__Task to carry out__
Give the number of lines in the rows below that contain the string "bounding". Reply with the number only.

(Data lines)

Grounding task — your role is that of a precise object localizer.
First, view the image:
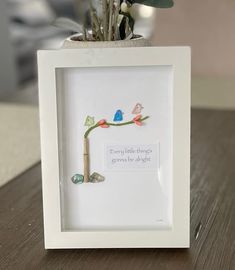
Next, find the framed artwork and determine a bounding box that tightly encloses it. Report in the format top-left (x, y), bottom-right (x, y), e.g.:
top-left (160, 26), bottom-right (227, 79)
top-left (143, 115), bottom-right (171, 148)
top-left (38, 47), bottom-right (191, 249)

...

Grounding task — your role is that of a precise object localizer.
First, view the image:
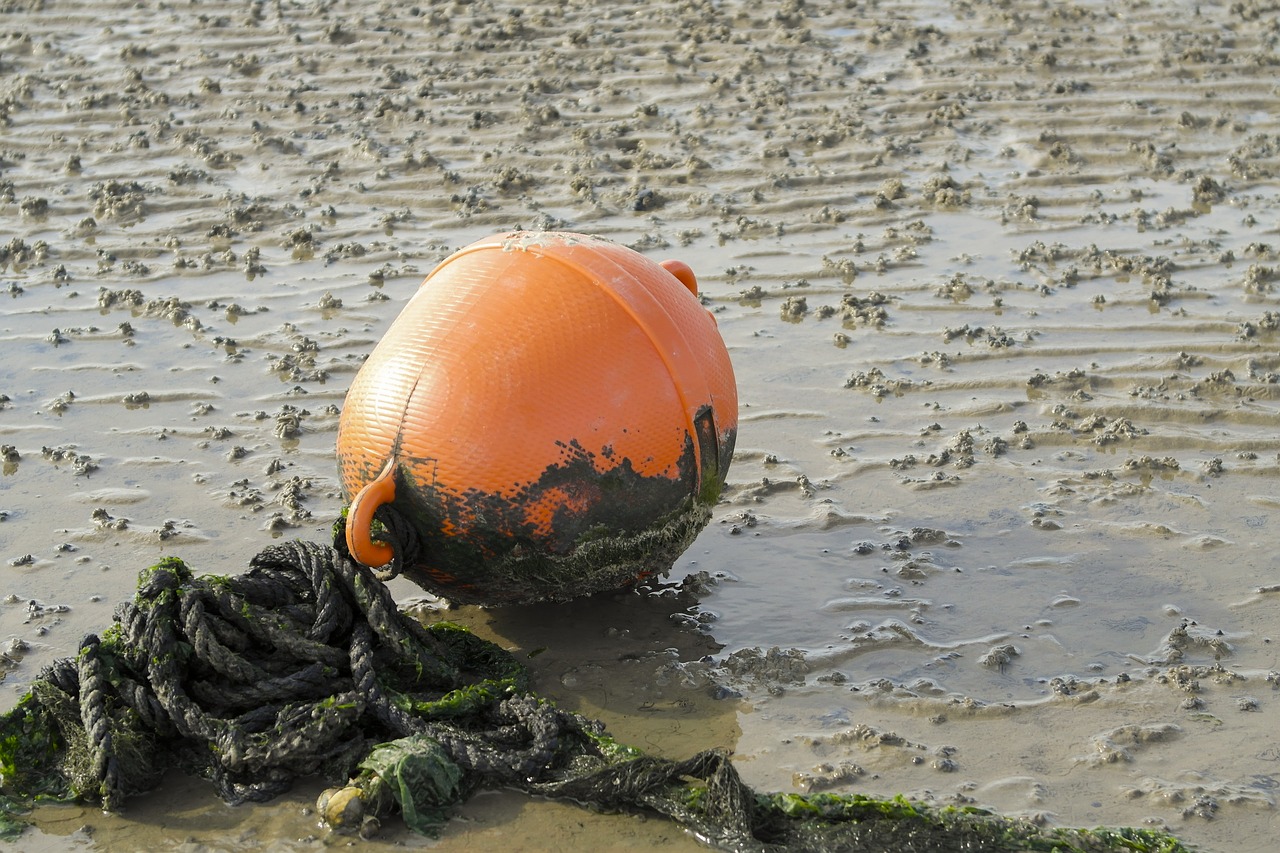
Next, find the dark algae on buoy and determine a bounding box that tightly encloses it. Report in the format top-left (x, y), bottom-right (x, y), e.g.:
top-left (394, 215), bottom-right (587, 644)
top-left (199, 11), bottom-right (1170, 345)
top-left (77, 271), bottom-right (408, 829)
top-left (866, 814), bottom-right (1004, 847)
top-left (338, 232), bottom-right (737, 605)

__Response below__
2